Region segmentation data:
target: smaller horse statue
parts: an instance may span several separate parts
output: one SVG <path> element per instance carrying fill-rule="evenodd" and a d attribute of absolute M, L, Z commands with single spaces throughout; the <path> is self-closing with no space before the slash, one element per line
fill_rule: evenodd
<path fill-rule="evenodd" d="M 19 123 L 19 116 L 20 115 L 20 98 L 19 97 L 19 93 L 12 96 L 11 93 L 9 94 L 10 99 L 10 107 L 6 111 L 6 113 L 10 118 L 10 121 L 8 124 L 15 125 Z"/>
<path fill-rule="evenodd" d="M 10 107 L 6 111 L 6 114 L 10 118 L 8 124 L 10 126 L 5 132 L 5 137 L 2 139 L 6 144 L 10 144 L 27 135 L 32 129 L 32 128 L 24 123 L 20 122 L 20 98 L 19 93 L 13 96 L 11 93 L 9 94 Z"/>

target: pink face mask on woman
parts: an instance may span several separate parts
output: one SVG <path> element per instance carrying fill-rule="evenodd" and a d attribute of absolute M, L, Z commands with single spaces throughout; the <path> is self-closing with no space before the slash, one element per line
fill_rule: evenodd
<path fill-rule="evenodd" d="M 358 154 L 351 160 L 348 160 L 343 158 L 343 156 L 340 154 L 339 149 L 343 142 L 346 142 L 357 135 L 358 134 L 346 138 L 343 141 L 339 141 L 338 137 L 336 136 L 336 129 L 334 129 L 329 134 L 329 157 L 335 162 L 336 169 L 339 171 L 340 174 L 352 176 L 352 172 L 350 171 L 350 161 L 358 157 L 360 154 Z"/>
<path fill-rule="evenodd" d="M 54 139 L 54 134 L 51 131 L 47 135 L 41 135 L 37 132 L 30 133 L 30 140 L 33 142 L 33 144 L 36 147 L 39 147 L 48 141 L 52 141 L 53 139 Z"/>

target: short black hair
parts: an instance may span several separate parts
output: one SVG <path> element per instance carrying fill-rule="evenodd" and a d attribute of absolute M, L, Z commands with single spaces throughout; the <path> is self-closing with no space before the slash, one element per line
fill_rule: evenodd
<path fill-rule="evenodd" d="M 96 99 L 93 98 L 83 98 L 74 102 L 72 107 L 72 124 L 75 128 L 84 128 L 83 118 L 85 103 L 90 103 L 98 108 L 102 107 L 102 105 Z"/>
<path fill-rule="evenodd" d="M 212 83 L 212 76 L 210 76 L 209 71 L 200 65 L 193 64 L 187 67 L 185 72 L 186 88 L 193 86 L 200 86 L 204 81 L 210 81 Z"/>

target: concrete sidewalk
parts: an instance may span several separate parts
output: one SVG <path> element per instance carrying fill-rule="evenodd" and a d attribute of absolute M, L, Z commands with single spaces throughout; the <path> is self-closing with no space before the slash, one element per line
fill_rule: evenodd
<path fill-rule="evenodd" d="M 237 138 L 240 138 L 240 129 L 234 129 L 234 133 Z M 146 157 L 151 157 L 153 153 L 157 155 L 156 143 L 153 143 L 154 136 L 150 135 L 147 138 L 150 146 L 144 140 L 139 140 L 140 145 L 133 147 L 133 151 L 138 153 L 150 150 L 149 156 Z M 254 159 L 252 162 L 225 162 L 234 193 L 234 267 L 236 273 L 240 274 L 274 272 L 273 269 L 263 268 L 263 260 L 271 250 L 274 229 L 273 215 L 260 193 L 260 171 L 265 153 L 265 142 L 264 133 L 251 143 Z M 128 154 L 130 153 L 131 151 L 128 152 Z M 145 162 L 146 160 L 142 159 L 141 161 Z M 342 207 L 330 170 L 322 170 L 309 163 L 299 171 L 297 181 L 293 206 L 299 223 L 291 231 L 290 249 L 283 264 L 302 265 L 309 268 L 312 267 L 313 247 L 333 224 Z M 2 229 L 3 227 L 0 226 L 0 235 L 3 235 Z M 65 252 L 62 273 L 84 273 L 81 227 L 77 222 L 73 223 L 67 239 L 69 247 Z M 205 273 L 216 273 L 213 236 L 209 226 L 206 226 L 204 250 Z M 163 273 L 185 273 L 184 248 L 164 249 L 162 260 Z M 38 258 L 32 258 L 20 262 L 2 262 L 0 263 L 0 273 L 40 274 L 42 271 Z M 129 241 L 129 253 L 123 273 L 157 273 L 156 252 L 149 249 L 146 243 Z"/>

Problem statement: Update the items from the line containing "target: pink face mask on woman" down to the line containing "54 139 L 54", and write those lines out again with "pink" replaced by "light blue" and nothing else changed.

Completed task:
target: light blue face mask on woman
parts: an instance may span several separate parts
output: one SVG <path> element per instance carrying fill-rule="evenodd" and a d attribute of absolute M, L, Z commands with single spaces throughout; the <path> is self-closing with no space before the slash, one element per line
fill_rule: evenodd
<path fill-rule="evenodd" d="M 358 154 L 351 160 L 348 160 L 343 158 L 343 156 L 340 154 L 339 149 L 343 142 L 346 142 L 357 135 L 358 134 L 346 138 L 343 141 L 339 141 L 338 137 L 336 136 L 336 129 L 334 129 L 329 134 L 329 157 L 335 162 L 336 169 L 339 171 L 340 174 L 352 176 L 352 172 L 350 171 L 350 161 L 358 157 L 360 154 Z"/>
<path fill-rule="evenodd" d="M 54 139 L 54 134 L 51 131 L 47 135 L 41 135 L 37 132 L 30 133 L 30 140 L 33 142 L 33 144 L 36 147 L 39 147 L 48 141 L 52 141 L 53 139 Z"/>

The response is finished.